■ Exercise instructions
Render the data below as a JSON array of strings, one string per line, with blank lines omitted.

■ Stored rows
※

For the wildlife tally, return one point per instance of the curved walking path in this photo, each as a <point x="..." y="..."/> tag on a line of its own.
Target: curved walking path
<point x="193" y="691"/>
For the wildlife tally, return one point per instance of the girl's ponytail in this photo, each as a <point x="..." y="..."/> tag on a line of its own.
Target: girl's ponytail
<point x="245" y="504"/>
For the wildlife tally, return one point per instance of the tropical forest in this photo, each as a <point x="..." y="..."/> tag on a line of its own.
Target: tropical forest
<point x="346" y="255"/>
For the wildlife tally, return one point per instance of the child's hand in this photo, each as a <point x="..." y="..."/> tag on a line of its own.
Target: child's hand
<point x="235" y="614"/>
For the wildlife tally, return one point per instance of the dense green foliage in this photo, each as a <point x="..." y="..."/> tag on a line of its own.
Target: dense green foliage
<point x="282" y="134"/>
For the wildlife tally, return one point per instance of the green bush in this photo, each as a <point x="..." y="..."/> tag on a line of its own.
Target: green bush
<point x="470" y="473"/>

※

■ Reply
[
  "For the wildlife tally, return one point per instance of the curved walking path in this photo, each as a <point x=\"...\" y=\"...\"/> tag on a line of its own.",
  "Target: curved walking path",
  "<point x=\"193\" y=\"691\"/>",
  "For the wildlife tally, return one point per instance of the girl's ponytail in this photo, each as a <point x=\"...\" y=\"...\"/> tag on a line of its own.",
  "Target: girl's ponytail",
  "<point x=\"245\" y=\"504\"/>",
  "For the wildlife tally, return one point per instance of the tropical forest in this photo, each as a <point x=\"...\" y=\"...\"/> tag on a line of its own.",
  "Target: tropical forest",
  "<point x=\"346\" y=\"255\"/>",
  "For the wildlife tally, return one point per instance of the child's hand in this photo, each as a <point x=\"...\" y=\"...\"/> tag on a line of its own.",
  "Target: child's hand",
  "<point x=\"235\" y=\"614\"/>",
  "For the wildlife tally, return one point per instance of the dense green foliage in this photo, each as a <point x=\"...\" y=\"...\"/> tag on a line of its own.",
  "Target: dense green foliage",
  "<point x=\"282\" y=\"134\"/>",
  "For the wildlife tally, return one point per instance of the green bush in this photo, each as a <point x=\"...\" y=\"...\"/> tag on a line of its own.",
  "Target: green bush",
  "<point x=\"470\" y=\"473\"/>"
]